__Excerpted passage__.
╭──

1 of 2 | Baker Hughes, a company that provides support services for the oil and gas industry, reported first quarter profits were nearly double from year-ago levels. File photo by Pat Benic/ UPI | License Photo
April 19 (UPI) -- Oil and gas services firm Baker Hughes said Wednesday that net income during the first quarter was nearly double year-ago levels, a performance the company said showed it was able to move through a rough market landscape intact.
"While 2023 has already started off with some macro volatility, we remain optimistic on the outlook for energy services and Baker Hughes," Chairman and CEO Lorenzo Simonelli said. "Our diverse portfolio features long cycle and short cycle businesses that position us well to navigate any periods of variability that may occur across the energy sector."
The company reported net revenue of $289 million for the first quarter, about 24% less than during the fourth quarter but 99% higher than year-ago levels. The company saw $7.6 billion in new orders come in during the three-month period ending March 31, down 5% from fourth-quarter levels but 12% higher than during the same period in 2022.
The overall market, not to mention crude oil prices, has been volatile for much of the first quarter. A post-pandemic rebound in China is providing some degree of overall support, though the International Monetary Fund is fretting over a global economic downturn.
A decision, meanwhile, from OPEC+, the core members of the Organization of the Petroleum Exporting Countries and allies such as Russia, to trim 1.6 million barrels per day from production come May has not led to the higher prices that would incentivize spending on exploration and production.
Brent crude oil, the global benchmark for the price of oil, was expected to rally to triple digits after the announcement from OPEC+, though it's been trading in the mid-$80 range for the better part of the month.
The company published its rig counts for March, showing net activity across North America declined. In the United States, the total decline for March was in natural gas work, with activity in the Marcellus shale basin in the upper Midwest performing the worst.
Nevertheless, Simonelli said the current market is "unique" as spending programs for its customers appear less sensitive to market swings than during prior years.
Despite the recent decline in activity targeting natural gas, Simonelli added that the sector looked primed for growth.
"As the world increasingly recognizes the crucial role natural gas will play in the energy transition, serving as both a transition and destination fuel, the case for a multi-decade growth opportunity in gas is steadily improving as both a transition and destination fuel," he said.
The United States is a world leader in both crude oil and natural gas production. If it isn't already, it's also the world leader in exports of liquefied natural gas, a commodity that's taking up some of Russia's market share in the European economy.
Shares in Baker Hughes were up 2.3% as of 10:30 a.m. EDT to trader at $30.17.

╰──

__Set of tasks__.
a: Answer these questions using the Baker Hughes earnings article:
(i) How much did Baker Hughes receive in new orders during the three-month period ending March 31?
(ii) How much production did OPEC+ decide to trim, and from when?
(iii) In what range has Brent crude been trading for most of the month?
b: Retype the Baker Hughes earnings article from "Despite the recent" to "trader at $30.17.", word for word.
The entries that follow are separate material and have no connection to the Baker Hughes earnings article.

__Given records__.
╭──

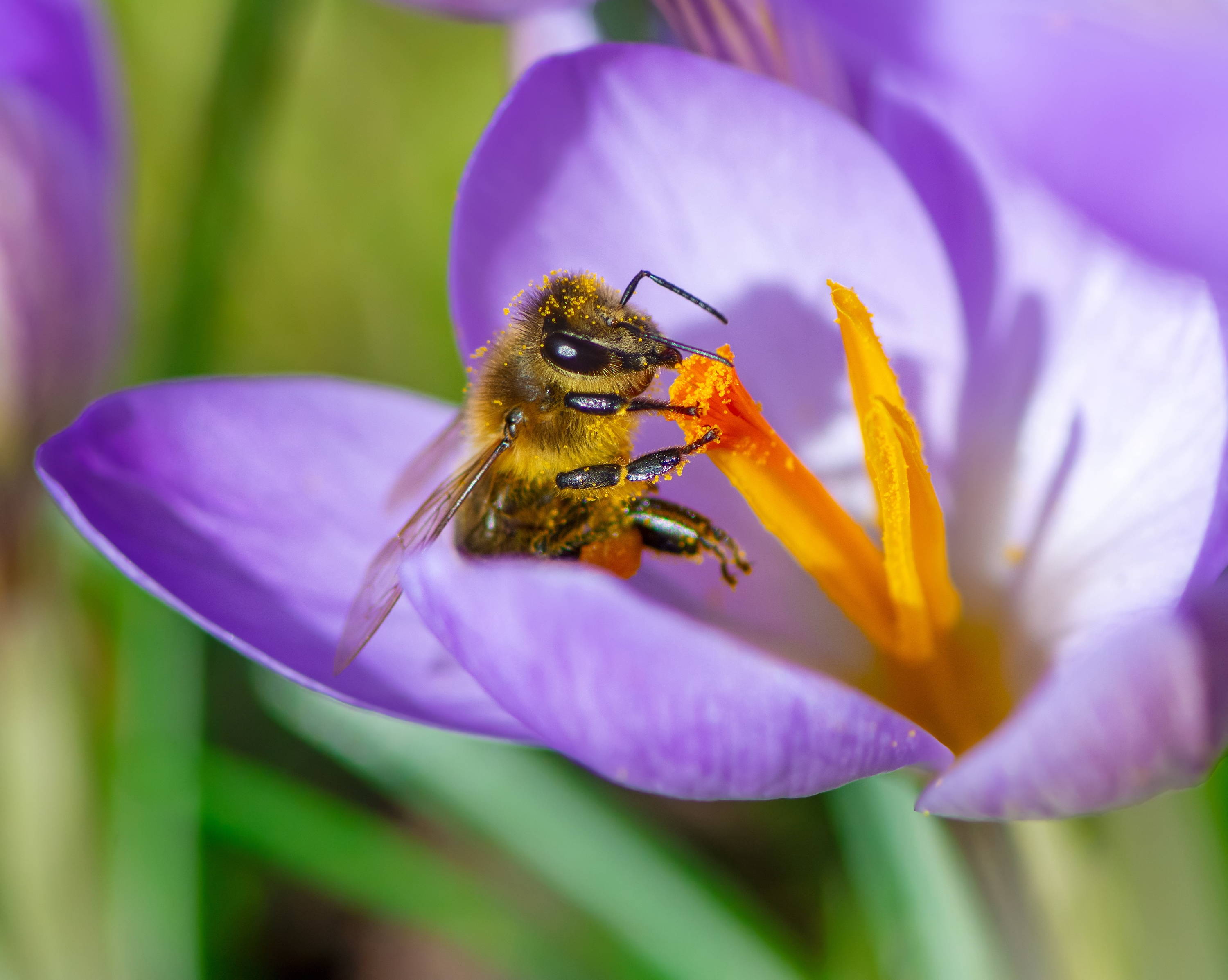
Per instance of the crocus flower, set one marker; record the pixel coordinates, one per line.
(58, 284)
(1122, 110)
(1074, 433)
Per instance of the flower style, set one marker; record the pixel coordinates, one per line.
(1071, 399)
(58, 277)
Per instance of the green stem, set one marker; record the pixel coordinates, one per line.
(155, 847)
(926, 918)
(358, 858)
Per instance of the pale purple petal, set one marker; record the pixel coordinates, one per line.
(1122, 110)
(1124, 715)
(648, 697)
(1092, 440)
(58, 252)
(253, 507)
(1125, 116)
(752, 196)
(541, 34)
(1120, 451)
(56, 50)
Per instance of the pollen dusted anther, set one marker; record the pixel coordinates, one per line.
(932, 666)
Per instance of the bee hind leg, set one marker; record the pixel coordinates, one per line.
(677, 531)
(645, 468)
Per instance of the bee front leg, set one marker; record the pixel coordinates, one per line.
(677, 531)
(616, 404)
(641, 469)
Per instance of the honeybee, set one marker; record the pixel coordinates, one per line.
(551, 417)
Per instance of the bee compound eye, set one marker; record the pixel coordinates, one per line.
(575, 354)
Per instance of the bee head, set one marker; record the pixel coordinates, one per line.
(587, 331)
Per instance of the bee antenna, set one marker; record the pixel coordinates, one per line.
(672, 288)
(700, 351)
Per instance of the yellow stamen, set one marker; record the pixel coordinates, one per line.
(935, 669)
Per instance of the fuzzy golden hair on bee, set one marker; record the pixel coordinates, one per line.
(549, 417)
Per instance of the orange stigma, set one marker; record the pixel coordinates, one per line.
(931, 666)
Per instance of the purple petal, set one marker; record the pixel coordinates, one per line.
(541, 34)
(1119, 453)
(490, 10)
(749, 194)
(783, 40)
(253, 507)
(1122, 110)
(56, 50)
(1126, 119)
(650, 698)
(58, 255)
(1123, 716)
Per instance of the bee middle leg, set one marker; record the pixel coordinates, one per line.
(641, 469)
(678, 531)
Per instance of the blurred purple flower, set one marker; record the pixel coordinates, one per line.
(1122, 110)
(58, 262)
(1075, 423)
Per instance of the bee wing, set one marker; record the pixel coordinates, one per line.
(381, 585)
(379, 595)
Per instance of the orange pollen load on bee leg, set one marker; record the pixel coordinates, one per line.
(619, 553)
(901, 595)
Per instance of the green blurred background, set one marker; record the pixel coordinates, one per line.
(169, 812)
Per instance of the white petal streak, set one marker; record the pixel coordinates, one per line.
(1120, 450)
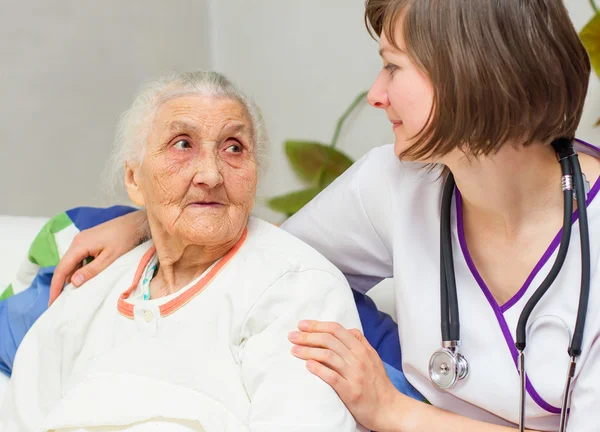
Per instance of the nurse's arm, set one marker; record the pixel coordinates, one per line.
(362, 383)
(426, 418)
(284, 395)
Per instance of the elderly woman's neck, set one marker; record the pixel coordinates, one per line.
(180, 264)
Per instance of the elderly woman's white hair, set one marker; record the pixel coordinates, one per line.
(134, 125)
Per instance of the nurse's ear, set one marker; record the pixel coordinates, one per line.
(132, 184)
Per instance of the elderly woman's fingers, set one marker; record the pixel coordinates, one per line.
(324, 356)
(341, 386)
(321, 340)
(332, 328)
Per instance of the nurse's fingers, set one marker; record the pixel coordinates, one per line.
(324, 356)
(335, 329)
(321, 340)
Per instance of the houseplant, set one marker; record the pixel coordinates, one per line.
(318, 164)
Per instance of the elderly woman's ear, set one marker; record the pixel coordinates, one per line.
(133, 189)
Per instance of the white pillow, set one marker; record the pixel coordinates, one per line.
(16, 235)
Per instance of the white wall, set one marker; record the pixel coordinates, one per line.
(69, 68)
(304, 62)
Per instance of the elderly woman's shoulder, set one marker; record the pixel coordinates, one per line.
(283, 251)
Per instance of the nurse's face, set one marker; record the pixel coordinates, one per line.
(403, 91)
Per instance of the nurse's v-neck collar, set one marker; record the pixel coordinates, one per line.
(500, 310)
(126, 308)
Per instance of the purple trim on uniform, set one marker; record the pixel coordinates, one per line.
(553, 245)
(586, 144)
(499, 310)
(492, 301)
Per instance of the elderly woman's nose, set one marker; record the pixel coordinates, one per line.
(208, 171)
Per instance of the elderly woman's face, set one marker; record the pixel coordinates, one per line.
(199, 173)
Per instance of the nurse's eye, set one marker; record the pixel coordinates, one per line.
(182, 144)
(391, 68)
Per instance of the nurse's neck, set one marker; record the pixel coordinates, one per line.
(511, 188)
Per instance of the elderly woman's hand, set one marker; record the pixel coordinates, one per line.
(347, 362)
(105, 242)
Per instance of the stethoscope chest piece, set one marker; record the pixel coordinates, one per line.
(446, 367)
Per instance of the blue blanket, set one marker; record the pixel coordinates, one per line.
(21, 304)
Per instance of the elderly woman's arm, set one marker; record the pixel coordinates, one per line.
(283, 393)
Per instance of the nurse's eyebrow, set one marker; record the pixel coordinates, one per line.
(382, 51)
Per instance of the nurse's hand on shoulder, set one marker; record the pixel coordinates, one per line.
(105, 243)
(348, 363)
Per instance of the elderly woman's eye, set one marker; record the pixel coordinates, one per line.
(234, 148)
(182, 144)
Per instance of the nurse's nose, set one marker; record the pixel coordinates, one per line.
(377, 95)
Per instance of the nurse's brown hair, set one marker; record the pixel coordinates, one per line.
(502, 71)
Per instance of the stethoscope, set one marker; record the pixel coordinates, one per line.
(447, 365)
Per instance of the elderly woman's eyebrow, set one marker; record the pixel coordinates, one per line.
(178, 126)
(235, 129)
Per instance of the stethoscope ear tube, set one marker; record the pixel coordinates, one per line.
(558, 263)
(450, 321)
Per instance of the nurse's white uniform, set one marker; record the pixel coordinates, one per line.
(214, 357)
(381, 219)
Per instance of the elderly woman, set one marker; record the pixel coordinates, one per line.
(189, 331)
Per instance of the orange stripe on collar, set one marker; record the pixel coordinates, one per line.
(126, 308)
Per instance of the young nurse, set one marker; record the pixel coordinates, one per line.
(479, 89)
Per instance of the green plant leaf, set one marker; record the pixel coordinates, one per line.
(590, 36)
(307, 159)
(292, 202)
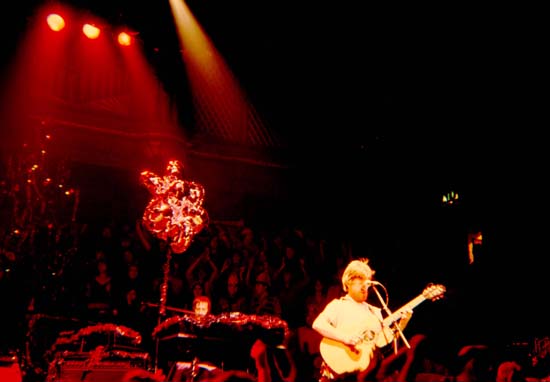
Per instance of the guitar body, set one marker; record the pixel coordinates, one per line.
(346, 359)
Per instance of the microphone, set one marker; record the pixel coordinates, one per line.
(373, 282)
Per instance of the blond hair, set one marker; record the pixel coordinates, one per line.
(356, 269)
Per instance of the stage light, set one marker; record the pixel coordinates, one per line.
(124, 39)
(91, 31)
(55, 22)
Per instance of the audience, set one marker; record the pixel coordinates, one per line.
(233, 268)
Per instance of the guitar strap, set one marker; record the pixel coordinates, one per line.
(327, 374)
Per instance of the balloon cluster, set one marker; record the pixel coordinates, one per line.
(175, 212)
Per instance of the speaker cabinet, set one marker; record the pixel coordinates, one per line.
(9, 369)
(108, 371)
(195, 371)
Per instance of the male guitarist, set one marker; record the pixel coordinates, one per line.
(354, 330)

╰──

__Per-task outputs__.
a:
(i) $7.6 billion.
(ii) 1.6 million barrels per day, starting in May.
(iii) The mid-$80 range.

b:
Despite the recent decline in activity targeting natural gas, Simonelli added that the sector looked primed for growth.
"As the world increasingly recognizes the crucial role natural gas will play in the energy transition, serving as both a transition and destination fuel, the case for a multi-decade growth opportunity in gas is steadily improving as both a transition and destination fuel," he said.
The United States is a world leader in both crude oil and natural gas production. If it isn't already, it's also the world leader in exports of liquefied natural gas, a commodity that's taking up some of Russia's market share in the European economy.
Shares in Baker Hughes were up 2.3% as of 10:30 a.m. EDT to trader at $30.17.